→ Selected text:
>>
Getting kids to sleep: Consider the bigger picture
One thing that tends to fuel sleep problems of all sorts is that there's a tendency on the part of both parents and children to panic whenever sleep problems occur. It's midnight, and your child's awake, and all you can think about is how tired he'll be when he wakes up at 7:00 to get ready for school. So you resort to unusual tactics, and if these fail, you're only more frustrated. Kids pick up on this anxiety, and it creates anxiety for them too. Now their anxious mind may struggle even more with the task of getting to sleep. It may also lead to extravagant bedtime rituals which you do not want to repeat every night.
Ten-thousand or twenty-thousand years ago, parents didn't have this problem. Families all slept in the same bed, there were no rigid schedules to conform to, and if a child struggled to sleep one night he'd just sleep in the next morning. Today, parents have lighted homes filled with appealing devices like televisions. They have rigid school schedules to conform to, baths to give, teeth to brush, and stories to read before settling the kids down to sleep, all done separately from where they'll bed for the night. All these demands of modern convenience create anxiety, and this interferes with everyone's plans.
<<
→ Activity 1:
In the text on getting kids to sleep, where did families sleep ten-thousand or twenty-thousand years ago?
→ Activity 2:
Carry on the text on getting kids to sleep from the point where it ends.

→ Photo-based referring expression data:
>>
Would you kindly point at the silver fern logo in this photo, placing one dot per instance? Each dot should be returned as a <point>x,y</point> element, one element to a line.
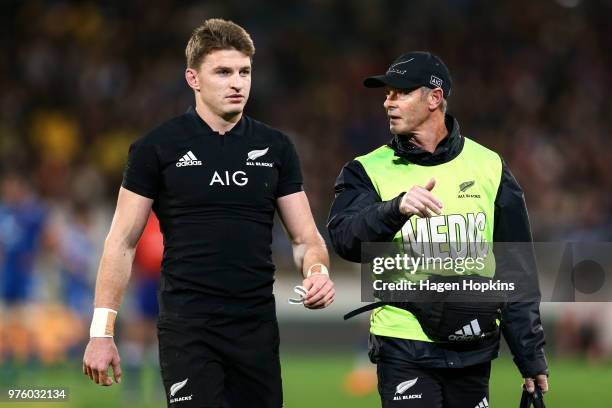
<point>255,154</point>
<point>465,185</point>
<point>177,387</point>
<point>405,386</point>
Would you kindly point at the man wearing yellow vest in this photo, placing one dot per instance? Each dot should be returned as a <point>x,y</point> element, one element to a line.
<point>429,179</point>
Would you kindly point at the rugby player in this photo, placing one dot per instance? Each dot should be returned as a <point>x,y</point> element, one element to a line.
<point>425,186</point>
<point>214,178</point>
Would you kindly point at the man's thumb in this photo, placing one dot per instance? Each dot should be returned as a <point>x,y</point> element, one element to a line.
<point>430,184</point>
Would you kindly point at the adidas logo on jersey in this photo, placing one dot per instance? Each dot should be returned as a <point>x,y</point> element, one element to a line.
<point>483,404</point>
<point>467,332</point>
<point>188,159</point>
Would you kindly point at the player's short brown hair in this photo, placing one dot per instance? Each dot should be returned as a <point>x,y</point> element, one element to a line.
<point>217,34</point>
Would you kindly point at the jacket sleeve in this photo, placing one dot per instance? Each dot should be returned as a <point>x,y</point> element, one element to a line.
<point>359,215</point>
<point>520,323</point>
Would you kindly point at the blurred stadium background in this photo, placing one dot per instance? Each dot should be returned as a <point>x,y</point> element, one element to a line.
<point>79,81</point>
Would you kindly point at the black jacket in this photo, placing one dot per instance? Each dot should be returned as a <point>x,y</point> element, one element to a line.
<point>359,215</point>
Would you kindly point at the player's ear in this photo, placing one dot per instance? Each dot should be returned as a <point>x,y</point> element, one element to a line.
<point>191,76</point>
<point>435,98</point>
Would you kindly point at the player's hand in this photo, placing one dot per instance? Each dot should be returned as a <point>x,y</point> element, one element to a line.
<<
→ Task answer 1:
All in the same bed.

→ Task answer 2:
So if you struggle with a child's sleep habits, one of the most important things you can do as a parent is to relax, and remember that one night of insomnia does not spell doom and gloom. If your child is sleepy the next day, so what? He may be cranky, but it's not the end of the world. Keep him on his regular schedule, and chances are he'll have an easier time falling asleep the next night. A child's biology has a way of correcting itself over time, and they'll fall into the sleep they need, so long as you're providing the proper allotments. Just as stock traders can get into trouble by reading too much into the swings and shifts in prices that occur throughout the day, parents can cause themselves a lot of unnecessary stress by fussing too much over one night of sleep. More importantly, it can create a self-fulfilling prophecy. One of the best ways to experience sleep problems is to have you and your child worrying about sleep problems.
So try to relax. Approach these issues with long-term goals in mind, and don't lose your head over the daily battles, which won't help anyone. A cranky, sleep-deprived child for a day or two is not the end of the world.